## Aim of the exercise
Extract every row below word for word, leaving the pictures out of your answer.

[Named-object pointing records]
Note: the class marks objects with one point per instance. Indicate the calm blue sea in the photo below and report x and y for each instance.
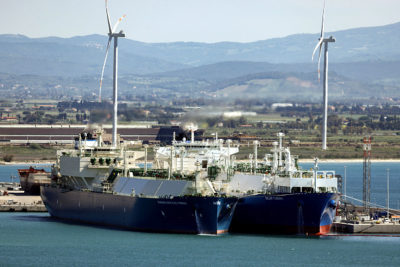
(34, 239)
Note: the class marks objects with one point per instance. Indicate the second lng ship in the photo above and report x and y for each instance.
(275, 195)
(282, 198)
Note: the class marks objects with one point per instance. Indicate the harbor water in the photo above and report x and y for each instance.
(35, 239)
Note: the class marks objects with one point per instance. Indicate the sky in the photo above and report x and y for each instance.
(207, 21)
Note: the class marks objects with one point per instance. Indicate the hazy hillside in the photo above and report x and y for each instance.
(84, 54)
(364, 63)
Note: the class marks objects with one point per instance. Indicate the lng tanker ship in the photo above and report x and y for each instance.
(100, 184)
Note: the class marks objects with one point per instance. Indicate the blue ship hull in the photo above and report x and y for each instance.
(182, 214)
(297, 213)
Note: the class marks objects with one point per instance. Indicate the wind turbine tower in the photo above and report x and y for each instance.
(324, 42)
(113, 34)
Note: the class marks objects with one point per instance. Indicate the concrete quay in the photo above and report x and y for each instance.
(21, 203)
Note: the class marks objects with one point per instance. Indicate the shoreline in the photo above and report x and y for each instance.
(46, 162)
(348, 160)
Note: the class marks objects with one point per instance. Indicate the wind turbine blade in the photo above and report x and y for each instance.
(104, 65)
(323, 20)
(319, 63)
(118, 21)
(319, 44)
(108, 18)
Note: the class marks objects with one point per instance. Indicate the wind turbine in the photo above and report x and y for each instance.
(324, 41)
(112, 34)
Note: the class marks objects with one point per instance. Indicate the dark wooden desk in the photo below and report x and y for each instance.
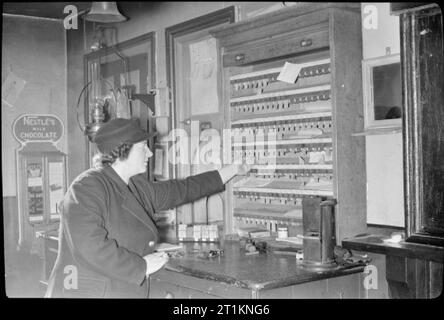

## Solution
Note: the class marks objects with one point per instance. Indicate the calm blue sea in the photo below and report x and y for each instance.
(34, 239)
Note: the class marks objects with one point per instance. Indicate the second lng ship in the photo above and report x and y for each instance.
(275, 195)
(282, 198)
Note: the class marks objects with one point per instance. Indicate the harbor water in the photo above and report x and y for each instance.
(35, 239)
Note: the class marks objects with one point per instance. Indicate the sky in the photo above and report x and y for each instance.
(207, 21)
Note: the class marks objects with one point per instance. Indicate the hazy hillside in the photo above and report x and y for each instance.
(84, 54)
(364, 63)
Note: the class marks objects with one point per instance. Indicate the lng tanker ship in the photo above and report x and y for each instance.
(100, 184)
Note: the class marks objects with one point per instance. Indicate the blue ship hull in the photo above and report x and y for each instance.
(182, 214)
(297, 213)
Note: the class marks objects with one point per instance. Indicate the wind turbine tower in the photo above and report x and y for each instance.
(324, 42)
(113, 34)
Note: the class marks objects with one point per instance. Indicate the concrete quay in the photo above and report x and y for each instance.
(21, 203)
Note: the class marks objects with one point per instance. Indicate the shoreline in the photo above and report x and y for each instance.
(46, 162)
(348, 160)
Note: the class marks objects with one point per instance. Indicate the wind turbine blade in the photo above and report x and y for each instance.
(104, 65)
(323, 20)
(319, 63)
(118, 21)
(319, 44)
(108, 18)
Note: the class marks objects with one point per instance. Indicate the wind turbine in the photo above and report x and y for each instance.
(324, 41)
(112, 34)
Note: the class marks objects with one point per instance. Indicate the dark wooden desk in the photo below and report x and y for each instance.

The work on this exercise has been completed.